I Do

I don’t usually use this space to talk about one of the most important, if not the most important, relationship in my life: the one I share with my husband. But after reading an article with 20 marriage advice tips circling on fb, I felt compelled to say something.

The article is wonderful and spot on. I agree with it wholeheartedly.

When I met my husband I was 22 years old. We were both young and carefree. We were both finishing up our last semesters of college. I’d just moved 1000 miles from home to the sunshine state and he was living it up in an apartment in Austin tx he shared with 2 friends. We didn’t yet have jobs or careers, we didn’t have children other than our dogs, we didn’t really have any bills. We were free to make the 700 mile drive to one another every weekend, then turn around and drive back. We were footloose and worry free.


When we got engaged I moved to Texas where we shared an apartment. We spent weekends hiking and exploring vineyards, camping out in Lost Maples and hiking Gudalupe Mountain. We had the world at our fingertips and no real responsibilities.

══════════════════════════════

# Task:
In the post about the writer's marriage, how old was the writer when they met their husband?

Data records
══════════════════════════════

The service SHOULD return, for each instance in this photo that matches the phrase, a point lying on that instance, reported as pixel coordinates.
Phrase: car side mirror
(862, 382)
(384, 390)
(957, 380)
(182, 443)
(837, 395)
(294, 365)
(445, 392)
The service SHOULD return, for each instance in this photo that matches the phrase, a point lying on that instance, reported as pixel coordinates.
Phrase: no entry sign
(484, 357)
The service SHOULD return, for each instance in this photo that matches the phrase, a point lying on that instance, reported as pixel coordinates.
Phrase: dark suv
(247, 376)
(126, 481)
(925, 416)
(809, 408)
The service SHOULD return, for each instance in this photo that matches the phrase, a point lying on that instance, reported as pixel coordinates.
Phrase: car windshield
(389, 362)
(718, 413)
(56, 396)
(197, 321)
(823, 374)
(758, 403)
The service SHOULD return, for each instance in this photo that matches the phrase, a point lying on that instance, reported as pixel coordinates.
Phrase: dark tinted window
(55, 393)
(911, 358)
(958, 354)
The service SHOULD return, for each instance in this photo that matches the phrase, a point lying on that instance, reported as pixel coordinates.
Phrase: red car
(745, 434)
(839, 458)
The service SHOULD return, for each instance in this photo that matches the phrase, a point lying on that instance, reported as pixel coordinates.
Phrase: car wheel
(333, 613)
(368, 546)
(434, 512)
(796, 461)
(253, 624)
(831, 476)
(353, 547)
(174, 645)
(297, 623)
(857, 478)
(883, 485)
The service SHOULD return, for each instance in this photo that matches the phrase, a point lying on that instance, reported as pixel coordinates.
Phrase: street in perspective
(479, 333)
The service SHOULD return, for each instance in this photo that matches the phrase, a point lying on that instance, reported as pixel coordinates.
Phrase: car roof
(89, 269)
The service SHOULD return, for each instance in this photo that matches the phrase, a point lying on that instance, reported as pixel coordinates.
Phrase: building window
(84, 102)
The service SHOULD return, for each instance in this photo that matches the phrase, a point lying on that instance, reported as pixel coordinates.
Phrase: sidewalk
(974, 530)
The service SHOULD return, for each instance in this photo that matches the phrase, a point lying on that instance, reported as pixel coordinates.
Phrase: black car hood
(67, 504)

══════════════════════════════

# Exercise response:
22 years old